TEXT SECTION -
%%
Research unveils mystery of HIV’s death pathway
Virus strains affect CD8 T-cells differently
Why do some HIV-infected people suddenly develop full-blown AIDS after harboring the virus for years without showing many symptoms?
In a study reported in the Sept. 10 issue of Nature, a group of microbiologists suggests that strains of the AIDS virus appear to use the immune system’s own virus-fighting capabilities to trigger a mass suicide of immune cells.1
The immune cells, called CD8 T-cells, are often referred to as "killer" T-cells and are the body’s primary disease-fighting weapon. The number of CD8 cells remains very stable until one or two years before the onset of AIDS. A massive death of CD8 cells will exhaust the patient’s immune system and increase the risk of pneumonia and other infections that lead to death.
In laboratory experiments conducted thus far, researchers have identified the means by which the virus affects the CD8 cells, and at least one HIV strain that seems to trigger the dramatic cell suicide.
The findings could help drug makers identify new ways to prevent the virus from attacking CD8 cells, says George Herbein, MD, PhD, assistant professor of internal medicine at the University of Texas Medical Branch at Galveston. "Even more importantly, patients receiving current vaccines that involve the gp120 envelope protein should be closely monitored for effects on CD8 T-cells," adds Herbein. (See related story, p. 133.)
%%
QUESTIONS -
1. Answer these questions from the HIV article above:
(a) In which issue of Nature was the study reported?
(b) What are CD8 T-cells often called?
(c) What is George Herbein's position?
2. Print the part of the HIV article above from "In a study reported" up to and including "dramatic cell suicide.".

Image point grounding data -
%%
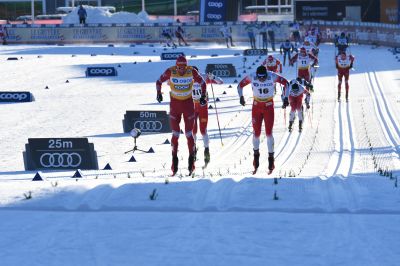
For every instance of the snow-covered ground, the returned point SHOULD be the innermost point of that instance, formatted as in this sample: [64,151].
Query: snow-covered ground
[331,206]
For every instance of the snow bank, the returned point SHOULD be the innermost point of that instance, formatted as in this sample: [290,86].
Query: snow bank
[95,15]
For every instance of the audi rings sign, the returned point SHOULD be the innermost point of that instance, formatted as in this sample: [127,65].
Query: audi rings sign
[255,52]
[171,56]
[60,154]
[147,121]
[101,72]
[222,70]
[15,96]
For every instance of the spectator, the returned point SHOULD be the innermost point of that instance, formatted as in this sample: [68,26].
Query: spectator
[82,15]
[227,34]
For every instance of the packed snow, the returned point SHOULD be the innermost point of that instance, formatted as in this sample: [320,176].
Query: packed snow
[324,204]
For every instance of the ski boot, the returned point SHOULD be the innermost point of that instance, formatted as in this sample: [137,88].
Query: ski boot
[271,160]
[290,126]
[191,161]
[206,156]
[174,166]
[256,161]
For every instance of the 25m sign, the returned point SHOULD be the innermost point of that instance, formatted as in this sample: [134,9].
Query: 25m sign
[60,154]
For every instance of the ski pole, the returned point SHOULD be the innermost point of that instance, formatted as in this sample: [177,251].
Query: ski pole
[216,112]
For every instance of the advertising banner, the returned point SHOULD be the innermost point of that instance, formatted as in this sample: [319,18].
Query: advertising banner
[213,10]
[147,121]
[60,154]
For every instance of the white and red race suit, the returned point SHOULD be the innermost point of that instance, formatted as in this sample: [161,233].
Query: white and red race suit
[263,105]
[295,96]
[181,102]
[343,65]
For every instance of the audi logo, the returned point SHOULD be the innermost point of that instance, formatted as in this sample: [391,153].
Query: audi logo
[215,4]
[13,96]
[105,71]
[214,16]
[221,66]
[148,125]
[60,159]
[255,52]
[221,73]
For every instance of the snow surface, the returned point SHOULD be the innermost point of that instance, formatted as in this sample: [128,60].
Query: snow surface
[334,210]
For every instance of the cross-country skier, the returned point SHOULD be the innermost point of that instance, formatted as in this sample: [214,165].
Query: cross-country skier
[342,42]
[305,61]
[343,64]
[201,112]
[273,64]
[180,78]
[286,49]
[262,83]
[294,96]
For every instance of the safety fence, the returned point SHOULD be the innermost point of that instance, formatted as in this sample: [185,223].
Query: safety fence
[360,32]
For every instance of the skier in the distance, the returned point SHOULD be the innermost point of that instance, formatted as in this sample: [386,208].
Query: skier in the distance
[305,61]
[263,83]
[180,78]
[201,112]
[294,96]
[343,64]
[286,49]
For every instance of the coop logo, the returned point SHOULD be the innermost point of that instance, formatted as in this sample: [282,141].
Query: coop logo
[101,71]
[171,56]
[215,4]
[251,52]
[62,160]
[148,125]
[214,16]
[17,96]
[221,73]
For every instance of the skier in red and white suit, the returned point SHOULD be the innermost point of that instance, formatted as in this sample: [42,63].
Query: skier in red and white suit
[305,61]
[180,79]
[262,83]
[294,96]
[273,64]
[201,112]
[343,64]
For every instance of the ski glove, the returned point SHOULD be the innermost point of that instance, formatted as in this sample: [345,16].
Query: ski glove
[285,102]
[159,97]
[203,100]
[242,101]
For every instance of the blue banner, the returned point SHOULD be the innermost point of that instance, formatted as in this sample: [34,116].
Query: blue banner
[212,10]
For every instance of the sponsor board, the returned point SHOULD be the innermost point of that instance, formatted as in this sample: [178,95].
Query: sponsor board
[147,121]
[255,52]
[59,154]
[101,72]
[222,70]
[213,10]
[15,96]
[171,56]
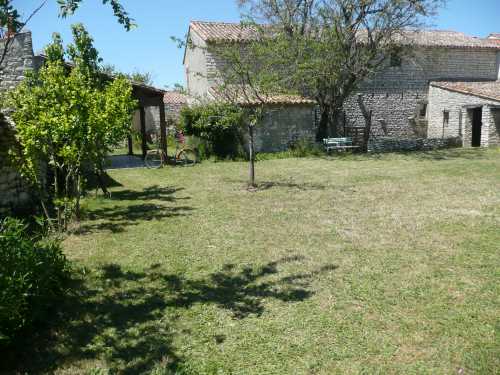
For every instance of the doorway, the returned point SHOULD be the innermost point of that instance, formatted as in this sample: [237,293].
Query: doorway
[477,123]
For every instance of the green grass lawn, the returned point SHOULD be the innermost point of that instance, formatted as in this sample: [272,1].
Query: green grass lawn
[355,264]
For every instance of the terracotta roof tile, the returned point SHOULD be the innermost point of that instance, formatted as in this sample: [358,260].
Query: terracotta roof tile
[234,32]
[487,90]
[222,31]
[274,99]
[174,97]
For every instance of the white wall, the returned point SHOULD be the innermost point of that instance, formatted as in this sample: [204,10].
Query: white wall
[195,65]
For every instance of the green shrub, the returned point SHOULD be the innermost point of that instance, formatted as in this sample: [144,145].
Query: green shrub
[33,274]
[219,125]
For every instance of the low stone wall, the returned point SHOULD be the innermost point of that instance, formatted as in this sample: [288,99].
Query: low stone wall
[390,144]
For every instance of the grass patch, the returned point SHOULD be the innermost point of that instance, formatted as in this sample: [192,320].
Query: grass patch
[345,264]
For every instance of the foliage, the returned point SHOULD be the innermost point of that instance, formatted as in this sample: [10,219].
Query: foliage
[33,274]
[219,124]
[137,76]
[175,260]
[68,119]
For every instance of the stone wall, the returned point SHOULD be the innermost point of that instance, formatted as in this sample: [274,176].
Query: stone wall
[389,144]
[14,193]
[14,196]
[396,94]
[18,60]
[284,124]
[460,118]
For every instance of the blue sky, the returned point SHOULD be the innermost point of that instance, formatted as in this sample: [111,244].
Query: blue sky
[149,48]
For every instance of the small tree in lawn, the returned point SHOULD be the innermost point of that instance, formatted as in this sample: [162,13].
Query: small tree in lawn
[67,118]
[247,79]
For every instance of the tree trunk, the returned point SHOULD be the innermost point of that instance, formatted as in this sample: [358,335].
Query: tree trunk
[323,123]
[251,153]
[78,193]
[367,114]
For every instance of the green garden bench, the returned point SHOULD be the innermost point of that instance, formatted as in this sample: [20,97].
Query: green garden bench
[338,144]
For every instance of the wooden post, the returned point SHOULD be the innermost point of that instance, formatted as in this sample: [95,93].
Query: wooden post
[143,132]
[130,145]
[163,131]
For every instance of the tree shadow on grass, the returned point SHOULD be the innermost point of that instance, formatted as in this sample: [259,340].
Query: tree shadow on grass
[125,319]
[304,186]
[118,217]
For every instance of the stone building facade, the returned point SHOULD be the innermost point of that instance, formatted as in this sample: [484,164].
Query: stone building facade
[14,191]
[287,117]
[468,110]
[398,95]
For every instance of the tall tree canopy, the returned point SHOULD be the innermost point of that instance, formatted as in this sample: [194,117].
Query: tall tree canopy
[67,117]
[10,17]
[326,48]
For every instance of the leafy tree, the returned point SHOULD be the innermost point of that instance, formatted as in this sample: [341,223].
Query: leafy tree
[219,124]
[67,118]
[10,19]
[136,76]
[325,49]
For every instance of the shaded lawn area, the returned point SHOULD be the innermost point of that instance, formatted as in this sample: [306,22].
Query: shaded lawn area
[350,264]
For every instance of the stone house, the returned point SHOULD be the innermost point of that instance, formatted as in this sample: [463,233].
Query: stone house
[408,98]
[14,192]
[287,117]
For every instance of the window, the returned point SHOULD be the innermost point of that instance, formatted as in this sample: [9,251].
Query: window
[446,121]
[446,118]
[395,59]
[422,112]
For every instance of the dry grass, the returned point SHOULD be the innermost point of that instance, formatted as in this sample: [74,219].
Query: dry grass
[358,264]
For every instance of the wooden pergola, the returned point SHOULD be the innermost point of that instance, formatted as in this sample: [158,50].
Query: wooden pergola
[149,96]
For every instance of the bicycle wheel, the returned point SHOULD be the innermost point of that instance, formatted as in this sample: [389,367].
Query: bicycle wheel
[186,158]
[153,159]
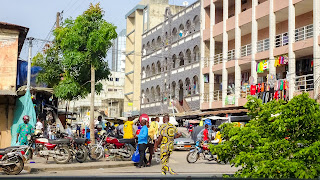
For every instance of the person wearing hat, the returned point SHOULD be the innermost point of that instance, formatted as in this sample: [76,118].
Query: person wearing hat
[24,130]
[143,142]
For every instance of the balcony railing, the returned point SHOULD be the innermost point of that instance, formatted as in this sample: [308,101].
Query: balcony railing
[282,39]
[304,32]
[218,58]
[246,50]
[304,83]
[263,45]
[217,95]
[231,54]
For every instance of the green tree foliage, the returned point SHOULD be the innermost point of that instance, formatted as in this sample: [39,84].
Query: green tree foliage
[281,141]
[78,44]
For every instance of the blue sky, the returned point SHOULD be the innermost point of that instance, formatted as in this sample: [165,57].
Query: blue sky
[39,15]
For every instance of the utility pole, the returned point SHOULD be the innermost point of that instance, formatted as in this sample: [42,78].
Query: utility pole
%%
PER-TASK OUTPUTS -
1.
(a) The Sept. 10 issue.
(b) "Killer" T-cells.
(c) Assistant professor of internal medicine at the University of Texas Medical Branch at Galveston.

2.
In a study reported in the Sept. 10 issue of Nature, a group of microbiologists suggests that strains of the AIDS virus appear to use the immune system’s own virus-fighting capabilities to trigger a mass suicide of immune cells.1
The immune cells, called CD8 T-cells, are often referred to as "killer" T-cells and are the body’s primary disease-fighting weapon. The number of CD8 cells remains very stable until one or two years before the onset of AIDS. A massive death of CD8 cells will exhaust the patient’s immune system and increase the risk of pneumonia and other infections that lead to death.
In laboratory experiments conducted thus far, researchers have identified the means by which the virus affects the CD8 cells, and at least one HIV strain that seems to trigger the dramatic cell suicide.